## TASK DIRECTIONS
Rewrite the records from the line with "the dry golden" through the end of the records, requests included, multiplying each answer-point coordinate by 2.1 and rounding to whole numbers with halves going up. Keep the numbers in the requests and their format samples unchanged.

## MATERIAL PROVIDED
------------
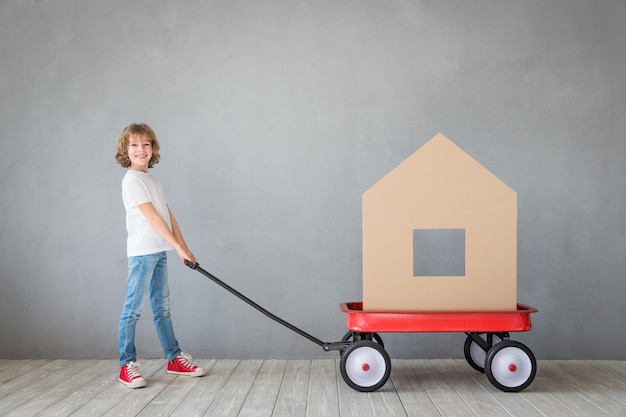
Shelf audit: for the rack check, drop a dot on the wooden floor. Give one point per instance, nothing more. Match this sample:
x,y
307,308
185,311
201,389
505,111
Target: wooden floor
x,y
306,388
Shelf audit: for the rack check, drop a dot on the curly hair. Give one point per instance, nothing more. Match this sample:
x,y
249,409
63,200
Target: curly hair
x,y
122,144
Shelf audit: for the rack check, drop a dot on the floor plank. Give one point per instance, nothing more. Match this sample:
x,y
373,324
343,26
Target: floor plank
x,y
293,393
306,388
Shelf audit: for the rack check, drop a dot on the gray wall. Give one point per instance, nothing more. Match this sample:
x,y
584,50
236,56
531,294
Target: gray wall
x,y
274,118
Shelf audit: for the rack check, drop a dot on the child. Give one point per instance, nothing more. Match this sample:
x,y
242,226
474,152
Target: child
x,y
152,230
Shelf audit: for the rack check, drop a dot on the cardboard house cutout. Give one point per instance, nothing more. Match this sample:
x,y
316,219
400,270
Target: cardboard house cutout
x,y
442,203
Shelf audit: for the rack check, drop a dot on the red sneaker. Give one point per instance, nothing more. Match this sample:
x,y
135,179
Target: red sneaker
x,y
130,376
182,366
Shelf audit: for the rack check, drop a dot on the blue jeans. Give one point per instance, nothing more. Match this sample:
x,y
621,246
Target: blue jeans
x,y
147,272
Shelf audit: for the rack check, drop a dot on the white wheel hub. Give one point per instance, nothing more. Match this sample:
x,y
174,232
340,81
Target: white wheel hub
x,y
365,366
511,367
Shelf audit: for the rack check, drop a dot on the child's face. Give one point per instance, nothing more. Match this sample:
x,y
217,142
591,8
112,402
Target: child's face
x,y
139,152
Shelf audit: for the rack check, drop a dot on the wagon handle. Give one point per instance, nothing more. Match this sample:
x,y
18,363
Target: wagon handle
x,y
324,345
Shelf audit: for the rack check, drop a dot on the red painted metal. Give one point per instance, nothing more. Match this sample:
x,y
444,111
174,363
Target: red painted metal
x,y
361,321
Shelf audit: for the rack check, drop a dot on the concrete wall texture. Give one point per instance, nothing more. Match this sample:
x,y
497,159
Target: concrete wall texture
x,y
274,117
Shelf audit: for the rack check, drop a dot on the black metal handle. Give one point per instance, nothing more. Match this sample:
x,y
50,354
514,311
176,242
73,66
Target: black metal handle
x,y
196,266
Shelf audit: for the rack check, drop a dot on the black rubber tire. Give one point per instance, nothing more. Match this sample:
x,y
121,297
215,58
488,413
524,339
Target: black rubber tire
x,y
365,366
510,366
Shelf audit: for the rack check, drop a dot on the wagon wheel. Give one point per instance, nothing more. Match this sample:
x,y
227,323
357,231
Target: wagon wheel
x,y
510,366
475,354
365,366
374,337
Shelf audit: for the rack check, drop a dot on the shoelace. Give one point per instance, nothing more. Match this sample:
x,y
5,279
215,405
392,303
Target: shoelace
x,y
133,370
186,359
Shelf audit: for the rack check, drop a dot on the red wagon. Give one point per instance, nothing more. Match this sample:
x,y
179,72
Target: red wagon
x,y
366,366
510,365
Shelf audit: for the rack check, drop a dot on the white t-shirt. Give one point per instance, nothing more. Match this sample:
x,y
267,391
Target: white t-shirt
x,y
139,188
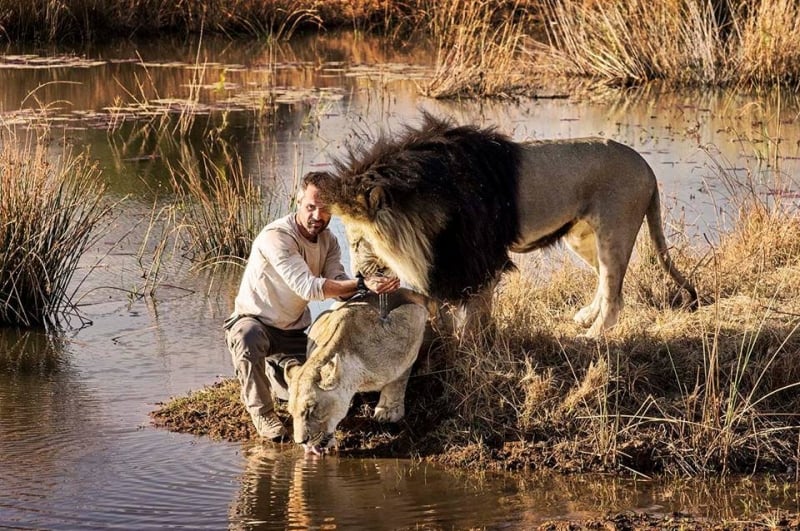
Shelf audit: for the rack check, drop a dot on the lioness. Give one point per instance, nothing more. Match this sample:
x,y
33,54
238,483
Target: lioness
x,y
441,206
353,349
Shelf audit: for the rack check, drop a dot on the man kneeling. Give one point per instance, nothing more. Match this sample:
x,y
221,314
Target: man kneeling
x,y
293,261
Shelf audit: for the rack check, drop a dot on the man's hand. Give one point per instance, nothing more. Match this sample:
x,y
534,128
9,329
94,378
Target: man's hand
x,y
382,284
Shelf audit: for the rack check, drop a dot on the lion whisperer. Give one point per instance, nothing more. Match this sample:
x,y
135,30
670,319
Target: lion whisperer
x,y
441,206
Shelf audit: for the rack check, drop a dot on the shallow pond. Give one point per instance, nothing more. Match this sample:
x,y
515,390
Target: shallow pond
x,y
76,447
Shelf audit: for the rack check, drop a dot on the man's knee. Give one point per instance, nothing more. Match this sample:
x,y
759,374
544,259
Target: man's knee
x,y
248,339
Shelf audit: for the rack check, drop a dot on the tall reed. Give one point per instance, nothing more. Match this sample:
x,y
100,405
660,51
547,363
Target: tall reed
x,y
89,20
697,42
220,207
477,48
50,206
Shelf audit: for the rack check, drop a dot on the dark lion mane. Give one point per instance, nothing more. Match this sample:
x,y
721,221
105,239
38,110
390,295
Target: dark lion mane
x,y
467,175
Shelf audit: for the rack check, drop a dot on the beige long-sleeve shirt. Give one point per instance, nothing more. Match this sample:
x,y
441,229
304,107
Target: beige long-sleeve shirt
x,y
284,272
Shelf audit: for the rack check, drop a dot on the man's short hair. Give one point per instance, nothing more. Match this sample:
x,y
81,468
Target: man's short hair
x,y
317,178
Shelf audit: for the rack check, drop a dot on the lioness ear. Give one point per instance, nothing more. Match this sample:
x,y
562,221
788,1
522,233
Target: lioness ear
x,y
291,372
330,374
376,199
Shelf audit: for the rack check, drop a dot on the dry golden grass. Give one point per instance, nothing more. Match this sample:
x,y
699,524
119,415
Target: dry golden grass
x,y
680,41
49,208
88,20
478,48
667,390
------------
## FULL OUTPUT
Shelf audit: for the rack check, drop a dot on the dry golden grass. Give one point per instance, nothing more. Match this sample:
x,y
699,524
119,415
Target: dry golden grass
x,y
1428,86
103,437
185,42
1004,101
1401,819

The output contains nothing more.